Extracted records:
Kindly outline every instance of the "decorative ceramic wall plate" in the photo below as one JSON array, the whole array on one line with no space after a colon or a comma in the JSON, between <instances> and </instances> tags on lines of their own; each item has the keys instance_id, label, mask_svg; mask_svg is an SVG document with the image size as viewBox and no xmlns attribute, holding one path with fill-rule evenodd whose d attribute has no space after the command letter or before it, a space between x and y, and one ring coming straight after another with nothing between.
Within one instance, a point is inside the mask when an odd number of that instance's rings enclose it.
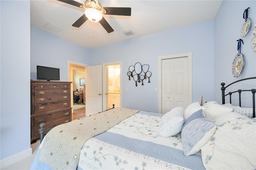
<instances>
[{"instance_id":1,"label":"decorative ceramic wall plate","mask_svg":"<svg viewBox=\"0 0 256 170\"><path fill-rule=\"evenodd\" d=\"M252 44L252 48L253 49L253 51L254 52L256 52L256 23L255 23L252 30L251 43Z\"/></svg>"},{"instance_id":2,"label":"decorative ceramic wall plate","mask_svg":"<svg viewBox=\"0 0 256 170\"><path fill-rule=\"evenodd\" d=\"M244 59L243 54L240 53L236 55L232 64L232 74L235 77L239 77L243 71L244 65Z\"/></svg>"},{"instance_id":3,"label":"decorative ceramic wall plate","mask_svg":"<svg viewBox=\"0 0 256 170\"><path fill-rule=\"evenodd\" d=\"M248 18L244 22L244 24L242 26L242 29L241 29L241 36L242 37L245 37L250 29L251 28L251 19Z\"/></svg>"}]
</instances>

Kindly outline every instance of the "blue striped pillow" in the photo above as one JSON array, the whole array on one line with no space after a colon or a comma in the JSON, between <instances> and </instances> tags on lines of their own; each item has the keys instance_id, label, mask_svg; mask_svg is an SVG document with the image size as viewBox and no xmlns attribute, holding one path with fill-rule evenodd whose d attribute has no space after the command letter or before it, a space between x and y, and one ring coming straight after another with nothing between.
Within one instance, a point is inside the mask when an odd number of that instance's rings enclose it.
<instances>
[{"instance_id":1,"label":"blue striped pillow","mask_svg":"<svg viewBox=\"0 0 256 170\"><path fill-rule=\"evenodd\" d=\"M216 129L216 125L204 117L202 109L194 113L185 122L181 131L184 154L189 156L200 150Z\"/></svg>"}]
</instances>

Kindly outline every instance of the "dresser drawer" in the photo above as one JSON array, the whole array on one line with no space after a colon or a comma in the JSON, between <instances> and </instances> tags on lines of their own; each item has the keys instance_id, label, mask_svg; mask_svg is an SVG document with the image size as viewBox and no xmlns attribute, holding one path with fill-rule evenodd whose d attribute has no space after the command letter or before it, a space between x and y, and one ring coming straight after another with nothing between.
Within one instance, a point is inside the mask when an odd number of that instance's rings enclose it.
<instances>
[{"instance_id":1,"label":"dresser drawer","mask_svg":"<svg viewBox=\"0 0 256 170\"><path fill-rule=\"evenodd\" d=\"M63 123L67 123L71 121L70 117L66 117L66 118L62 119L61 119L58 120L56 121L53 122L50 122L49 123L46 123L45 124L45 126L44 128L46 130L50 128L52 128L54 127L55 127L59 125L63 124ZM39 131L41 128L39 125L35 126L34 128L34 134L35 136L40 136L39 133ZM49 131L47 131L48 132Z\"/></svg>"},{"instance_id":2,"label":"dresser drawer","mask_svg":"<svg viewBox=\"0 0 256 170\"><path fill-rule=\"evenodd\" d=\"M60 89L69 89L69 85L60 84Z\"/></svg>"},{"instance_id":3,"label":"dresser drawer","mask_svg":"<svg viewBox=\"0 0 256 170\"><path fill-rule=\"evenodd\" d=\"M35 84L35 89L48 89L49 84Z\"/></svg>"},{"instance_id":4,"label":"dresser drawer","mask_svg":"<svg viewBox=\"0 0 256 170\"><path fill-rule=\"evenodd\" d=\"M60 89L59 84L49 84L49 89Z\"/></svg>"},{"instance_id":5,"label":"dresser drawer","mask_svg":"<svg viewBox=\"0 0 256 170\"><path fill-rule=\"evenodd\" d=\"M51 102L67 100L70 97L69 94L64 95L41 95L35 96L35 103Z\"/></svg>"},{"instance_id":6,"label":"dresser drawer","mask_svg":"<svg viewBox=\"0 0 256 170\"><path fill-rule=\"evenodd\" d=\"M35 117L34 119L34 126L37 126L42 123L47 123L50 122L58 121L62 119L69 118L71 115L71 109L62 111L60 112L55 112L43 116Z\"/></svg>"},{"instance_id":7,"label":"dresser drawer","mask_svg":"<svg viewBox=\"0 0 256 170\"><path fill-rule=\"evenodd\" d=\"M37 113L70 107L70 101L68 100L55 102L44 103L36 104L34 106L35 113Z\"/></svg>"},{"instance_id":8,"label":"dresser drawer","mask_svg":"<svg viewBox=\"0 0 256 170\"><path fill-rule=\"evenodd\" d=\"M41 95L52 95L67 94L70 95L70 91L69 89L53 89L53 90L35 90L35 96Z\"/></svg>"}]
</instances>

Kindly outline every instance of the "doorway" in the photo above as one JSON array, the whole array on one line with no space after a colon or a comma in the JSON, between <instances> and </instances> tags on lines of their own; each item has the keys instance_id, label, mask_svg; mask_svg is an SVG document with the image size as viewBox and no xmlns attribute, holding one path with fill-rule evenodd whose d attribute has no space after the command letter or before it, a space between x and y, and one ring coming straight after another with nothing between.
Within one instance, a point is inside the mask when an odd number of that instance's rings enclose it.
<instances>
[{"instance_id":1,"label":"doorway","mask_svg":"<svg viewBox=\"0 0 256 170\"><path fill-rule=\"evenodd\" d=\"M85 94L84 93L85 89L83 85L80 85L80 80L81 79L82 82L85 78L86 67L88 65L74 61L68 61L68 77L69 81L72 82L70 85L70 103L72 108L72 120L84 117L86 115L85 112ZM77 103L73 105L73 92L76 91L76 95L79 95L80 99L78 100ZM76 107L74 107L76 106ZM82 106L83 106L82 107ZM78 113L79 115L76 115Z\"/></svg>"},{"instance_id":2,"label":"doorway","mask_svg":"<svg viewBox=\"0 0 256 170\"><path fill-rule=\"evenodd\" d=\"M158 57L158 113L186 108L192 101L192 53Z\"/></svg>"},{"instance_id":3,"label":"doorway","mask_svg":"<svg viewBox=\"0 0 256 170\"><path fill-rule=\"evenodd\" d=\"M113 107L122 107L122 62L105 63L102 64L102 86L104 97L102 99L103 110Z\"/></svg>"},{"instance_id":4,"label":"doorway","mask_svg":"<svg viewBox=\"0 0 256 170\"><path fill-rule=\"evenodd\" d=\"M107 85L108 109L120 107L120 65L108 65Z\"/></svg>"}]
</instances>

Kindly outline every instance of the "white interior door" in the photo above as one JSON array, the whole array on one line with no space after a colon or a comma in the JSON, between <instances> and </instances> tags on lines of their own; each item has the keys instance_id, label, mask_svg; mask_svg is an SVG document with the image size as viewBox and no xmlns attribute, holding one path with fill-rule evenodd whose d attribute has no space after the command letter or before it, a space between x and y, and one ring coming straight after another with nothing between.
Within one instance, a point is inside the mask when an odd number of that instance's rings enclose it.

What needs to be done: Except for the pictures, reproduce every line exactly.

Response:
Kindly outline every instance of the "decorative ceramic wall plate" in the photo below as one JSON array, the whole array on one line with no space after a colon or a comma in the JSON, between <instances> and </instances> tags on lines of their own; each item has the keys instance_id, label, mask_svg; mask_svg is an SVG document with the image size as viewBox and no xmlns attribute, holding one path with fill-rule evenodd whose d attribute has no space after the command letter or before it, a space between x and y, and one ring coming straight after another with nothing between.
Within one instance, a point is inside the mask when an odd number of that instance's rings enclose it.
<instances>
[{"instance_id":1,"label":"decorative ceramic wall plate","mask_svg":"<svg viewBox=\"0 0 256 170\"><path fill-rule=\"evenodd\" d=\"M252 44L252 48L253 49L253 51L254 52L256 52L256 23L255 23L252 30L251 43Z\"/></svg>"},{"instance_id":2,"label":"decorative ceramic wall plate","mask_svg":"<svg viewBox=\"0 0 256 170\"><path fill-rule=\"evenodd\" d=\"M244 59L243 54L240 53L236 55L232 64L232 74L235 77L239 77L243 71L244 65Z\"/></svg>"},{"instance_id":3,"label":"decorative ceramic wall plate","mask_svg":"<svg viewBox=\"0 0 256 170\"><path fill-rule=\"evenodd\" d=\"M248 18L244 22L244 24L242 26L242 29L241 29L241 36L242 37L245 37L250 29L251 28L251 19Z\"/></svg>"}]
</instances>

Kindly outline every instance of the "blue striped pillow" in the photo above as one JSON array, the whole array on one line with no space after a colon or a comma in the JSON, between <instances> and </instances> tags on lines of their own; each item has the keys instance_id, label, mask_svg; mask_svg is an SVG document with the image size as viewBox and no xmlns attribute, holding one path with fill-rule evenodd whose d attribute has no space after the command letter or before it, a space between x and y, and one ring coming straight after another with nothing between.
Within one instance, a point is inside the mask when an odd number of that instance's rings enclose it.
<instances>
[{"instance_id":1,"label":"blue striped pillow","mask_svg":"<svg viewBox=\"0 0 256 170\"><path fill-rule=\"evenodd\" d=\"M216 129L216 125L204 117L202 109L194 113L185 122L181 131L184 154L189 156L200 150Z\"/></svg>"}]
</instances>

Kindly outline every instance of the "dresser drawer" in the photo above as one JSON array, the whole array on one line with no space after a colon or a comma in the JSON, between <instances> and </instances> tags on lines of their own; each item has the keys instance_id, label, mask_svg; mask_svg is an SVG document with the image size as viewBox and no xmlns attribute, holding one path with fill-rule evenodd whose d attribute has no space after the command letter or before it, a space between x and y, and one ring coming straight after another with nothing between.
Within one instance, a point is inside the mask when an odd number of that instance's rings enclose it.
<instances>
[{"instance_id":1,"label":"dresser drawer","mask_svg":"<svg viewBox=\"0 0 256 170\"><path fill-rule=\"evenodd\" d=\"M63 123L67 123L71 121L70 117L66 117L66 118L62 119L61 119L58 120L56 121L53 122L50 122L49 123L46 123L45 124L45 126L44 128L46 130L50 128L52 128L54 127L55 127L59 125L63 124ZM39 131L41 128L39 125L35 126L34 128L34 134L35 136L40 136L39 133ZM49 131L47 131L48 132Z\"/></svg>"},{"instance_id":2,"label":"dresser drawer","mask_svg":"<svg viewBox=\"0 0 256 170\"><path fill-rule=\"evenodd\" d=\"M60 89L69 89L69 85L60 84Z\"/></svg>"},{"instance_id":3,"label":"dresser drawer","mask_svg":"<svg viewBox=\"0 0 256 170\"><path fill-rule=\"evenodd\" d=\"M35 84L35 89L48 89L49 84Z\"/></svg>"},{"instance_id":4,"label":"dresser drawer","mask_svg":"<svg viewBox=\"0 0 256 170\"><path fill-rule=\"evenodd\" d=\"M60 89L59 84L49 84L49 89Z\"/></svg>"},{"instance_id":5,"label":"dresser drawer","mask_svg":"<svg viewBox=\"0 0 256 170\"><path fill-rule=\"evenodd\" d=\"M51 102L67 100L70 97L69 94L64 95L41 95L35 96L35 103Z\"/></svg>"},{"instance_id":6,"label":"dresser drawer","mask_svg":"<svg viewBox=\"0 0 256 170\"><path fill-rule=\"evenodd\" d=\"M35 117L34 119L34 126L37 126L42 123L47 123L50 122L58 121L62 119L69 118L71 115L71 109L62 111L60 112L55 112L43 116Z\"/></svg>"},{"instance_id":7,"label":"dresser drawer","mask_svg":"<svg viewBox=\"0 0 256 170\"><path fill-rule=\"evenodd\" d=\"M37 113L70 107L70 101L68 100L55 102L44 103L36 104L34 106L35 113Z\"/></svg>"},{"instance_id":8,"label":"dresser drawer","mask_svg":"<svg viewBox=\"0 0 256 170\"><path fill-rule=\"evenodd\" d=\"M41 95L52 95L67 94L70 95L70 91L69 89L53 89L53 90L35 90L35 96Z\"/></svg>"}]
</instances>

Kindly outline every instance of the "doorway" in the photo above as one JSON array, the whole array on one line with no space after a colon or a comma in the JSON, between <instances> and </instances> tags on lines of their own; each item has the keys instance_id, label, mask_svg; mask_svg is an SVG document with the image size as viewBox and no xmlns attribute, holding one path with fill-rule evenodd whose d attribute has no space after the command letter or before it, a space between x and y, and one ring coming straight after another with nothing between.
Within one instance, a point is inside the mask when an odd number of that instance's rings enclose it.
<instances>
[{"instance_id":1,"label":"doorway","mask_svg":"<svg viewBox=\"0 0 256 170\"><path fill-rule=\"evenodd\" d=\"M85 94L84 93L85 89L83 85L80 85L80 80L81 79L82 82L85 78L86 67L88 65L74 61L68 61L68 77L69 81L72 82L70 85L70 103L72 108L72 120L84 117L86 115L85 112ZM77 103L73 105L73 92L76 91L76 95L79 95L80 99L78 100ZM76 107L74 107L76 106ZM82 106L83 106L82 107ZM78 113L79 115L76 115Z\"/></svg>"},{"instance_id":2,"label":"doorway","mask_svg":"<svg viewBox=\"0 0 256 170\"><path fill-rule=\"evenodd\" d=\"M158 57L158 113L186 108L192 101L192 53Z\"/></svg>"},{"instance_id":3,"label":"doorway","mask_svg":"<svg viewBox=\"0 0 256 170\"><path fill-rule=\"evenodd\" d=\"M113 107L122 107L122 62L105 63L102 64L102 86L104 97L102 99L103 110Z\"/></svg>"},{"instance_id":4,"label":"doorway","mask_svg":"<svg viewBox=\"0 0 256 170\"><path fill-rule=\"evenodd\" d=\"M107 85L108 109L120 107L120 65L108 65Z\"/></svg>"}]
</instances>

Kindly outline every instance of the "white interior door" in the photo above as one JSON array, the whole array on one line with no space after a colon or a comma in the JSON, between <instances> and </instances> tags on lines of their own; each item has the keys instance_id, label, mask_svg; mask_svg is an SVG document with the image size as viewBox and no xmlns attribute, holding one path with fill-rule evenodd whose d attribute has no space after the command letter or before it, a space between x and y, and one ring coming straight after another with nothing between.
Within one instance, a point is inside the mask when an odd number of that instance's rings enclose it.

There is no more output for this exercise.